#### Texte retenu
+ + +

Créer, absolument. Riopelle à la Fondation Maeght. – Parfums d’ateliers
La nécessité ne s’explique pas, elle s’admet.
Jean Paul Riopelle
Riopelle dans tous ses états. Ou encore : Riopelle tel que vous ne l’avez jamais vu. Ainsi serait-on tenté de sous-titrer l’événement proposé cet été par la Fondation Maeght tant l’exposition intitulée avec poésie Parfuns d’ateliers crée la surprise. Et ce en premier lieu par la vue panoramique inédite qu’elle dévoile sur le parcours de Jean Paul Riopelle : un parcours dense, tracé en équilibre entre deux lignes de crêtes : la démesure et la cohérence (1). Ensuite, par la vitalité et l’inventivité artistiques dont témoigne l’ensemble des œuvres exposées. L’incroyable énergie créatrice qui, de série en série et d’atelier en atelier a impulsé et donné corps à ses recherches est ici rendue palpable et anime de ses flux vibratoires les espaces dédiés.
En 1970 puis en 1990, la Fondation Maeght avait déjà accueilli par le biais d’expositions monographiques le travail de Riopelle. Aujourd’hui l’approche s’est voulue différente : mis à part la dernière salle ou le parcours proposé se fait historique, partout ailleurs son Œuvre est déroulé suivant les thématiques bien différenciées qu’il avait développées.

+ + +

#### Travail demandé
A - Recopiez fidèlement le passage de l'article sur Riopelle qui va de « En 1970 puis » jusqu'à « qu’il avait développées. » inclus.
B - Reprenez l'article sur Riopelle à la suite de sa dernière phrase et rédigez-en la continuation.
La liste ci-dessous provient d'une autre source.

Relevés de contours
+ + +

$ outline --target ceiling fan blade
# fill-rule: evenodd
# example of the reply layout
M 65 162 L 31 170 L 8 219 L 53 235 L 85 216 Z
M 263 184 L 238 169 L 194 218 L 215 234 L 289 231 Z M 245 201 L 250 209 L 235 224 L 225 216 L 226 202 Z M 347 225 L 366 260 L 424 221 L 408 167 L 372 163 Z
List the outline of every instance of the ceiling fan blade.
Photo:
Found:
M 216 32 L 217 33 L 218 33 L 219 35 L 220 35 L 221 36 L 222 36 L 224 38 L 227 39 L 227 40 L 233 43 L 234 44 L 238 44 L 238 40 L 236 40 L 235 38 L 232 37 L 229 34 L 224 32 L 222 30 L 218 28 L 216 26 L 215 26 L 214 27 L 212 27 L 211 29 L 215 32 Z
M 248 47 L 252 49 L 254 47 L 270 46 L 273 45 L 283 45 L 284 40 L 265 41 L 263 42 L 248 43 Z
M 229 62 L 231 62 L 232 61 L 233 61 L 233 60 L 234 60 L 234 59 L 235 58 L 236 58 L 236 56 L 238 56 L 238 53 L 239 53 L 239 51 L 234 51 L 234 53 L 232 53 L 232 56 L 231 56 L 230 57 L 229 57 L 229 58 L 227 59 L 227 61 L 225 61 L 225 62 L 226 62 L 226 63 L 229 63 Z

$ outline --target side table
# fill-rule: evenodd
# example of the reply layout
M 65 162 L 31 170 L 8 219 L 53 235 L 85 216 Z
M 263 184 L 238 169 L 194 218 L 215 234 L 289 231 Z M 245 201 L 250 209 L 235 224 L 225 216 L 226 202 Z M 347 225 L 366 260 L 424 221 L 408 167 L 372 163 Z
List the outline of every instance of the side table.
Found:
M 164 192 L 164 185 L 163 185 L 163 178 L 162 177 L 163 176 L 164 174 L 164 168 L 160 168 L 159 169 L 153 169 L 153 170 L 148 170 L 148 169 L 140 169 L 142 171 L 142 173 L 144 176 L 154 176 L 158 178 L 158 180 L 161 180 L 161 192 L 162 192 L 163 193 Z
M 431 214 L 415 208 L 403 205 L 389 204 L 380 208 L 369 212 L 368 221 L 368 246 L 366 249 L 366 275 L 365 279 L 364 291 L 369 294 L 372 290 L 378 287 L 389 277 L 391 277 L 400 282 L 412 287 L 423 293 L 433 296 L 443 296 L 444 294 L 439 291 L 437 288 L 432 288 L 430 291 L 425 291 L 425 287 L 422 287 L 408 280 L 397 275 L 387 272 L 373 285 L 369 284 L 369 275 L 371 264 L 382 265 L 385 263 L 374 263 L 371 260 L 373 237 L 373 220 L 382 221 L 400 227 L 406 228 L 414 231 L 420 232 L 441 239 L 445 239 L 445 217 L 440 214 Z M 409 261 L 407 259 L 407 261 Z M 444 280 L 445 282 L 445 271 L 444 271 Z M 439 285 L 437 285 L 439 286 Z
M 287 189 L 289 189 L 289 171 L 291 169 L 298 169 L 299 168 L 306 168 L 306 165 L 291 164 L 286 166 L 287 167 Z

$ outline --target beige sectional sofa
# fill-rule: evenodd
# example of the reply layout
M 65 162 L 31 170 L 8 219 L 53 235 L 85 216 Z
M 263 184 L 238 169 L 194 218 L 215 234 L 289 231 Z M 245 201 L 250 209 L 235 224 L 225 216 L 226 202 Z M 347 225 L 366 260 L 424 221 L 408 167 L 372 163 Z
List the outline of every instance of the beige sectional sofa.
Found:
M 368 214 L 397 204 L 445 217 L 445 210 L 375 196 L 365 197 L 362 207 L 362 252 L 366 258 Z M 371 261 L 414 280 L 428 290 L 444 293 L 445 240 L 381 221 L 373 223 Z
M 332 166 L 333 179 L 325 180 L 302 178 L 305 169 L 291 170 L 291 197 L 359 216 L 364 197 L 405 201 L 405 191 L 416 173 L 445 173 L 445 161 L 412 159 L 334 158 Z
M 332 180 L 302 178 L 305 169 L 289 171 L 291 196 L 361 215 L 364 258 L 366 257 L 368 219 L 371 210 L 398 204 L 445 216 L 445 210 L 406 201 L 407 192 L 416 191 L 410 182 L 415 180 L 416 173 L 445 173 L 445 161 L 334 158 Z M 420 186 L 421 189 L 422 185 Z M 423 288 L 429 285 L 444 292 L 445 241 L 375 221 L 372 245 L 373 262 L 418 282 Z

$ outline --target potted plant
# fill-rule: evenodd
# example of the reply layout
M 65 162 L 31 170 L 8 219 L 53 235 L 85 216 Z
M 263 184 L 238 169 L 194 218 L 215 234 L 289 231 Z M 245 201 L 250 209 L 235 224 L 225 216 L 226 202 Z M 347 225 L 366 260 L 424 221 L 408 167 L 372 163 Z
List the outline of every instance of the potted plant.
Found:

+ + +

#### Réponses
A -
En 1970 puis en 1990, la Fondation Maeght avait déjà accueilli par le biais d’expositions monographiques le travail de Riopelle. Aujourd’hui l’approche s’est voulue différente : mis à part la dernière salle ou le parcours proposé se fait historique, partout ailleurs son Œuvre est déroulé suivant les thématiques bien différenciées qu’il avait développées.

B -
Une scénographie ample dévoile des suites lithographiques, des séries d’inspiration nordique ou en référence à Matisse, des ensembles de grandes tapisseries, de techniques mixtes ou de collages, des bronzes et autres terres cuites constituant un improbable bestiaire. Autant de réalisations dont les techniques furent adaptées aux aléas et à la configuration des ateliers où elles furent réalisées, en France et au Canada, dans le mouvement perpétuel d’une production gigantesque.
Dès les premières salles l’exposition porte ainsi à l’évidence la puissance de cette dynamique intérieure demeurée à fleur de surface des œuvres qu’elle a initiées et qui, sous le regard du visiteur, se réactive et vient le vivifier. Dès lors, il ne peut plus en douter : créer, pour Riopelle, était une nécessité absolue. Les photographies et les documents d’archives, les cent quatre vingt pièces exposées dont certaines sont montrées pour la première fois, le recours constant à différentes techniques et les inventions qu’elles dénotent, tout dans cet ensemble l’affirme clairement.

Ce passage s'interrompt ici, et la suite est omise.